▶ Document text
# Help with Pregnant Kuhli Loach



## flyinphill (May 15, 2015)

I am hoping someone on here can help me figure out what is best to do with my one of my newest additions to the zoo:

Yesterday I moved a 125gal fully planted and stocked aquarium to my house. I would post a pic, but I can't figure out how to do it. Anyway, in the process of moving, we discovered one of the three kuhli loaches in the tank is female, and is quite pregnant. I have never had kuhli's before, so I wasn't quite sure what to do with her. This was totally unexpected, unplanned, and last-minute, so on the fly we decided to set up a maternity tank for her. I had enough extra equipment laying around to put together a 20 gallon wide tank using water, plants, substrate, and one of the filters from her home aquarium. I originally put her in by herself, but information I read suggested that she may do better with companionship, so I caught one of the others in the big tank and put that one in as well.

But now I don't know what to do next. Does anyone on here have experience with successfully raising baby kuhli's? I don't know what to do about temp, food, egg-laying bedding, feeding the fry, basically nothing. Will the other fish in the tank try and eat the eggs or fry, and should I remove her and her friends once the eggs are laid?

Anyone here that has experience with kuhli babies, I would really appreciate any info you can give me.


----------



## Summer (Oct 3, 2011)

Giving you a bump up in hopes someone can help ya! [MENTION=1223]susankat[/MENTION] maybe


----------



## flyinphill (May 15, 2015)

Thanks for the bump. I have no idea how long the gestation period should be, but she still appears to be pregnant.


----------



## FistSlaminElite (Sep 2, 2015)

Well first off she's an egglayer, she's not pregnant she still needs a male, as soon as she sees the conditions as "right" and there's a male around she will pretty much to ballistic, scattering eggs in plants and he will follow and fertilize them, to breed them I would take a whole school of kuhlis, place them in an aquarium that's SUPER heavily planted with stem plants (cabomba , rotala, ect...) and has a sand bottom, feed them frozen food, and daily make it "rain", keep the water level low but take a water sprinkler and pour colder water into the tank so they think its the rainy season, after that inspect daily for lime green eggs, as for food for fry I would start with infusoria then move to bbs and so on


----------



## FancyFish (Jul 22, 2015)

I would add more to the group and move the group to a tank of their own.

Set up the tank with driftwood, Java fern and plenty of moss covering the bottom of the tank to protect the eggs (kuhlis will eat the eggs) as well as provide food.

Allow mulm to collect on the bottom of the tank as this will be the food for the fry as well.

Use a sponge filter and maintain the tank as normal.

Cannot advise on keeping with other fish as they are in a species only tank.


----------



## flyinphill (May 15, 2015)

I appreciate the responses.

She ended up in the aquarium with 2 other kuhli's, both of which I assume are male. I had already placed them with a lot of fern, plus some anubias nana, grass, ludwigia, and Amazon Sword. I also had a very large piece of ornamental driftwood with a ton of passages and crevices, plus some natural driftwood as well. There is so much stuff in the aquarium there is hardly any visible substrate, which should make them very happy. I did not put sand in the bottom, however they did burrow a nest under one of the pieces of natural driftwood.

About 2 or 3 weeks ago, she laid the eggs somewhere, as could be seen by her drop in size. I looked extensively for the eggs, but could never find them. Maybe I should have moved stuff around to try and better locate them, or maybe moved the adults out once I saw she had laid, but I just let them be. At this point, I have seen no eggs or fry, so I assume that they either did not hatch, got eaten, or did not survive. So I am close to putting them all back in the main aquarium. 

The original owner of the aquarium told me she has had eggs multiple times, so maybe next time I can get her moved out and have a better-prepared maternity aquarium for her. I can try and get sand and moss started in the maternity aquarium just in case.


----------



## junebug (Jun 17, 2015)

If you want to try breeding them intentionally, you're better off using things like spawn mops and/or moss. Though honestly if your main tank is well planted, you're probably best off leaving her in there to spawn.


----------

▶ Excerpts of pointing data
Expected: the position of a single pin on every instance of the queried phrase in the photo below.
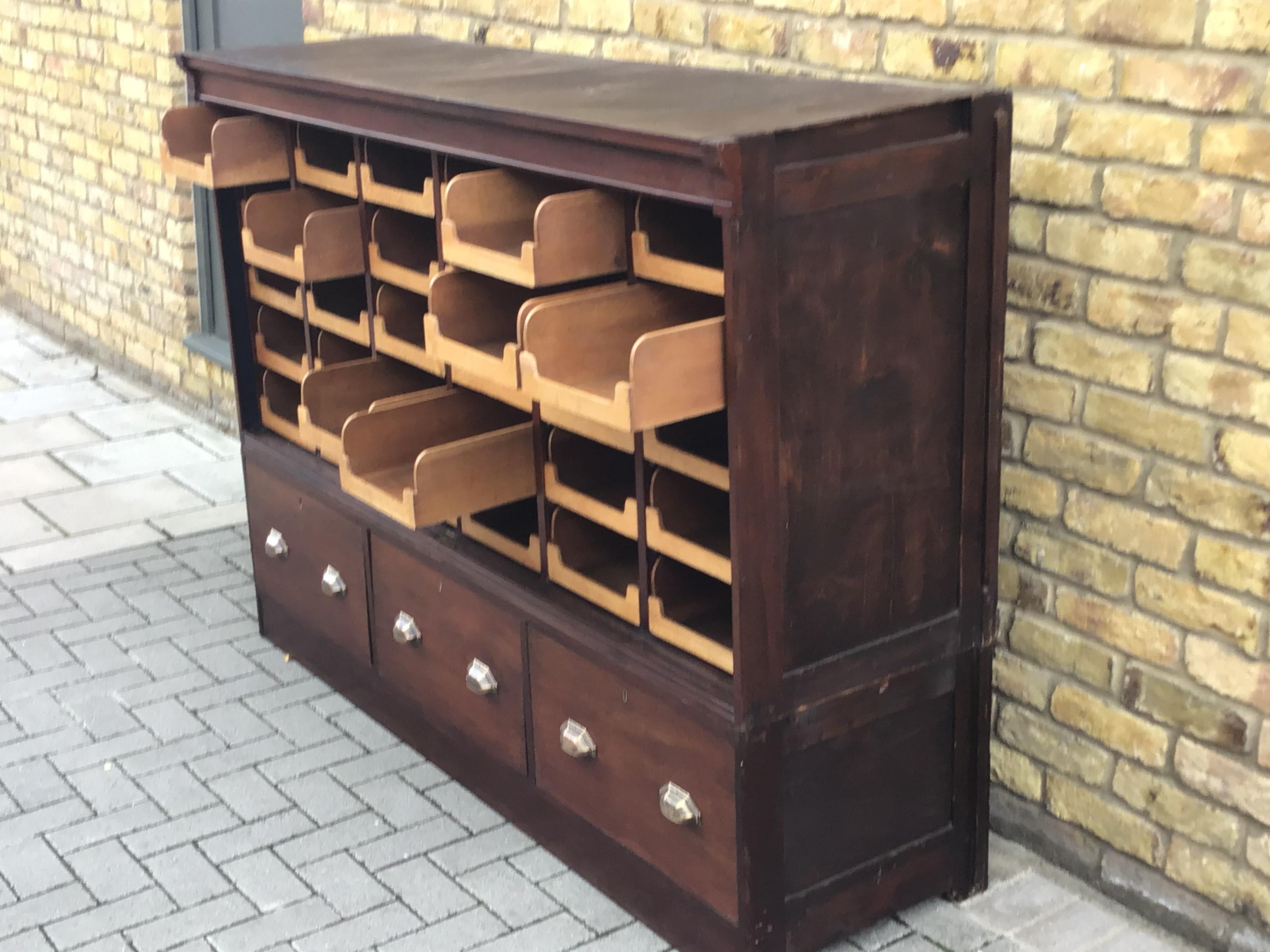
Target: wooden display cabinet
(691, 384)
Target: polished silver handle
(333, 583)
(404, 630)
(481, 678)
(576, 740)
(679, 807)
(276, 546)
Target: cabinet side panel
(872, 354)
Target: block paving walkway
(171, 781)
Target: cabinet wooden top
(689, 106)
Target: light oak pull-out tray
(399, 177)
(340, 306)
(403, 250)
(280, 408)
(592, 480)
(280, 345)
(399, 319)
(303, 235)
(326, 160)
(335, 394)
(693, 612)
(677, 244)
(629, 357)
(207, 148)
(531, 231)
(690, 522)
(439, 456)
(596, 564)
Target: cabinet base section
(628, 880)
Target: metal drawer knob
(576, 740)
(679, 807)
(404, 630)
(333, 583)
(276, 546)
(481, 678)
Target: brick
(1131, 631)
(1179, 704)
(1095, 813)
(1054, 65)
(1104, 359)
(1117, 133)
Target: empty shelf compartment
(403, 249)
(691, 611)
(690, 522)
(432, 457)
(340, 306)
(399, 318)
(595, 563)
(281, 345)
(399, 177)
(327, 160)
(530, 230)
(629, 357)
(209, 148)
(303, 235)
(592, 480)
(277, 292)
(335, 394)
(510, 530)
(696, 447)
(677, 244)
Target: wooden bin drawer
(310, 564)
(639, 747)
(450, 650)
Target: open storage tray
(335, 394)
(280, 345)
(205, 146)
(531, 231)
(340, 306)
(430, 457)
(691, 611)
(399, 177)
(690, 522)
(629, 357)
(403, 249)
(303, 235)
(677, 244)
(280, 408)
(592, 480)
(327, 160)
(595, 563)
(399, 319)
(510, 530)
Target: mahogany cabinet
(626, 439)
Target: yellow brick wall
(1133, 679)
(93, 244)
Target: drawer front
(454, 653)
(640, 746)
(310, 563)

▶ Aim of the exercise
Answer these questions from the kuhli loach thread:
(a) What size of tank was put together as the maternity tank?
(b) What color of eggs does the reply recommending a rainy-season setup say to inspect for daily?
(c) What type of filter does the reply advising driftwood, Java fern and moss recommend?

▶ Task result
(a) A 20 gallon wide tank.
(b) Lime green.
(c) A sponge filter.